● **Given instruction 1**: Gather every line of the listing below that contains the string "instance", and copy each one out in full.

● **Source text**:
· · · · ·
That is the picture painted by a Catalyst analysis of the number of teaching jobs in area school districts that pay more than Chicago does and the number of teaching jobs in districts that pay less.

In the six-county metropolitan region, beginning elementary teachers have few better-paying alternatives to Chicago, and the city offers fairly competitive pay for beginning high school teachers.

But for seasoned veterans, most teaching jobs in the six-county region pay more than Chicago. For elementary teachers, the top of Chicago’s pay scale is below average, but for high school teachers, it’s bottom of the barrel. Only 3 percent of the region’s high school teaching jobs have a lower top salary than Chicago.

“That is our problem,” says Deborah Lynch, president of the Chicago Teachers Union. “We can get ’em, but we can’t keep ’em.”

Lynch says that of 1,650 teachers who left the system during the 2000-2001 school year, only 6 percent were retirees.

A 1999 Catalyst analysis of School Board data found that 30 percent of teachers new to the Chicago Public Schools (CPS) leave within the first five years.
· · · · ·
● **Data for this task**:
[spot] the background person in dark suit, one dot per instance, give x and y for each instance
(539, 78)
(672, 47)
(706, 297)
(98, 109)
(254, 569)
· · · · ·
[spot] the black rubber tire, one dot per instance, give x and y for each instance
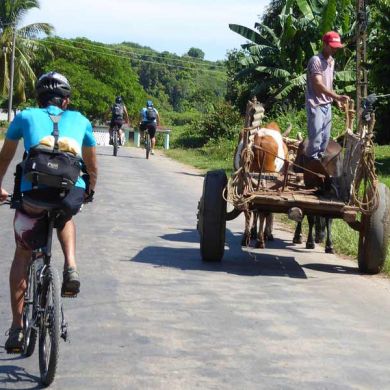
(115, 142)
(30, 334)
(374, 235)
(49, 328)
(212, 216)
· · · · ·
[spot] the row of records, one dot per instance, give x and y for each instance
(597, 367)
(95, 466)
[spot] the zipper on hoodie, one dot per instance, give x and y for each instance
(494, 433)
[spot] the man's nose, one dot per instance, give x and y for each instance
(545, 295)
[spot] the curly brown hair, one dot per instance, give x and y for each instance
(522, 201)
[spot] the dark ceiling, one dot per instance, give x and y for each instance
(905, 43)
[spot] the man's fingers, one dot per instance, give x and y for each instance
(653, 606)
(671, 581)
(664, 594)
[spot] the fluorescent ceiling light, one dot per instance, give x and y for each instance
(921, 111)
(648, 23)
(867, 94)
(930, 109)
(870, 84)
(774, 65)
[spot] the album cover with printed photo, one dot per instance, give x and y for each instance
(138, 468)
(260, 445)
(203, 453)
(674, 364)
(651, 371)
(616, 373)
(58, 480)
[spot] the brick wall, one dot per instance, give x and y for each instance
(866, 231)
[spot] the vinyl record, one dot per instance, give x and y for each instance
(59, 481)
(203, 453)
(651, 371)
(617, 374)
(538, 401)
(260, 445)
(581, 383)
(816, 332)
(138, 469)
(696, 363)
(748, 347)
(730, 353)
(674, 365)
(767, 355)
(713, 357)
· · · · ·
● **Given instruction 2**: In the excerpt on Chicago teacher pay, what percentage of the region's high school teaching jobs have a lower top salary than Chicago?

● **Finished answer 1**:
[spot] the background person in dark suit, one dot per instance, give x and y for each instance
[spot] the black rubber tire, one dot per instance, give x and y for each instance
[spot] the row of records, one dot per instance, give x and y for each instance
[spot] the zipper on hoodie, one dot per instance, give x and y for each instance
[spot] the man's nose, one dot per instance, give x and y for each instance
[spot] the curly brown hair, one dot per instance, give x and y for each instance
[spot] the dark ceiling, one dot per instance, give x and y for each instance
[spot] the man's fingers, one dot per instance, give x and y for each instance
[spot] the fluorescent ceiling light, one dot per instance, give x and y for each instance
[spot] the album cover with printed photo, one dot per instance, give x and y for each instance
[spot] the brick wall, one dot per instance, give x and y for each instance
[spot] the vinyl record, one dot per instance, give x and y for each instance

● **Finished answer 2**: 3 percent